----- QUOTED PASSAGE
Multi-level factors that influence adolescents’ dental caries are not isolated and often interact, which makes reducing disparities in dental caries a challenging task. Systems science complements other analytic techniques by accounting for interactions among factors, delays in the system, and feedback mechanisms (12). In this study, we conduct a literature review of adolescents’ dental caries experience to identify the reciprocity of multi-level factors contributing to this chronic disease. We further categorize these contributing factors and present their frequency to provide an overview of the literature and highlight areas of opportunities for future interventions to reduce disparities in adolescents’ dental caries experience. We also apply a qualitative system dynamics approach (13) to hypothesize and map the reciprocal relationships of the identified factors. The strength of empirical support for each causal mechanism was assessed and prioritized for those that had been validated through the literature.
2 Methods
2.1 Search strategy
We conducted a literature review to identify journal publications related to adolescents’ dental caries experience. We conducted our search using two databases, PubMed and Cochrane library, between 1979 and 2021. The following keywords were searched in the title and abstract of both databases: dental caries and adolescent (PubMed: (dental caries [Title/Abstract]) AND (adolescent [Title/Abstract]), Cochrane library: (dental caries [Title/Abstract]) AND (adolescent [Title/Abstract]) with Oral Health, Child Health in Cochrane groups).
----------
----- DATASET ENTRIES
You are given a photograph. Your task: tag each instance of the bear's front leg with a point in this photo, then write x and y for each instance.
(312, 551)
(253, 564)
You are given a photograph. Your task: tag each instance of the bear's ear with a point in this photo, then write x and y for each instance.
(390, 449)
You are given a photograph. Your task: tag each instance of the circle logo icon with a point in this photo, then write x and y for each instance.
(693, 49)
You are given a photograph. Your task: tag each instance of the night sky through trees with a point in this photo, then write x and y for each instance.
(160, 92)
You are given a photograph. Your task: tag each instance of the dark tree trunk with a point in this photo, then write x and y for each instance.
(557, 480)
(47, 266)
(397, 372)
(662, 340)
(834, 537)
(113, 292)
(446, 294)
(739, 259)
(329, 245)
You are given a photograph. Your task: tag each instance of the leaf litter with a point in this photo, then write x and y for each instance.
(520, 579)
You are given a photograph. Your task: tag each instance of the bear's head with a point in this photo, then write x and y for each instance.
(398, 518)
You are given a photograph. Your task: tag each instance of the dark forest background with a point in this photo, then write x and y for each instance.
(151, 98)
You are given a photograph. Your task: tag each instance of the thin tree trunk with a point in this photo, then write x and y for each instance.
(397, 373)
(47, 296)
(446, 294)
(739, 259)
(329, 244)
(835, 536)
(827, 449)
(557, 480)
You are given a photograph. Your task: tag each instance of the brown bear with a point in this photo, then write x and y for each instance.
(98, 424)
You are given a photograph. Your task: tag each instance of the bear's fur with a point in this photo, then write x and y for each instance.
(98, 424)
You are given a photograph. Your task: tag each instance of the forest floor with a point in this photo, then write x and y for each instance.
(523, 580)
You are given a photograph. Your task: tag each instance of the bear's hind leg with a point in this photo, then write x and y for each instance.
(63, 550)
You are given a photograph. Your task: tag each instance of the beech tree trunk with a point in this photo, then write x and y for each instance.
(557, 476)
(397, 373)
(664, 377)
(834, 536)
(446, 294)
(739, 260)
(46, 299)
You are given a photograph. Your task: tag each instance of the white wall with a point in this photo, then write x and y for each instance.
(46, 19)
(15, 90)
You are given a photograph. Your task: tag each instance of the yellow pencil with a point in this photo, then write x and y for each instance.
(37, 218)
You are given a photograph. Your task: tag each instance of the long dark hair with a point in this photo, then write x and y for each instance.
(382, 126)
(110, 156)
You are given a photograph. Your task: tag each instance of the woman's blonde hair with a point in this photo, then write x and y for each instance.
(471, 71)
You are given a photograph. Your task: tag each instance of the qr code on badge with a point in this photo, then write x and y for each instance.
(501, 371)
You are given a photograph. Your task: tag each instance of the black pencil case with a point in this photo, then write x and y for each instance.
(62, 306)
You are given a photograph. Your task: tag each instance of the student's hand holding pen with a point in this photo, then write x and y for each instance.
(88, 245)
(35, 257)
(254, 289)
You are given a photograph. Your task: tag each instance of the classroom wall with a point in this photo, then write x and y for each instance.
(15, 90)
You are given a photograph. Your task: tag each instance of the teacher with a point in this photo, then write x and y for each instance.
----------
__REQUIRED ACTIONS__.
(a) Using the dental caries text, explain in one to three sentences why reducing disparities in adolescents' dental caries is described as a challenging task.
(b) Continue the dental caries text from the point where it stops.

__SET OF ANSWERS__.
(a) Reducing these disparities is challenging because the multi-level factors that influence adolescents' dental caries are not isolated. They often interact with one another.

(b)
2.2 Inclusion and exclusion criteria
After an initial screening of the papers found in PubMed, we excluded articles not written in the English language and articles related to adults and young children. Also, after consulting with specialists in the field of oral health, we decided to only include Cochrane reviews and exclude Cochrane protocols and trials from the search results found in the Cochrane library. Then we combined all the articles found from the two databases and excluded the duplicates. After reading the abstracts of our combined list of papers, we excluded articles that focused on non-relevant topics, other health problems, comparison of caries detection & treatment methods, the distribution of caries among various teeth, and other age groups (Figure 1).
Figure 1. Flow diagram of the literature review process.
2.3 Study selection
After screening the abstract of the papers found in PubMed and Cochrane library, we selected 138 papers to be included in our study. From reviewing the selected papers, we identified factors affecting dental caries in adolescents that were studied in these papers and categorized the papers according to these identified factors. Then we mapped the feedback mechanisms that were revealed from this review of the literature using the Vensim software (https://vensim.com/software/). Key steps and results of this process are summarized below, with additional details provided in the Supplementary Material.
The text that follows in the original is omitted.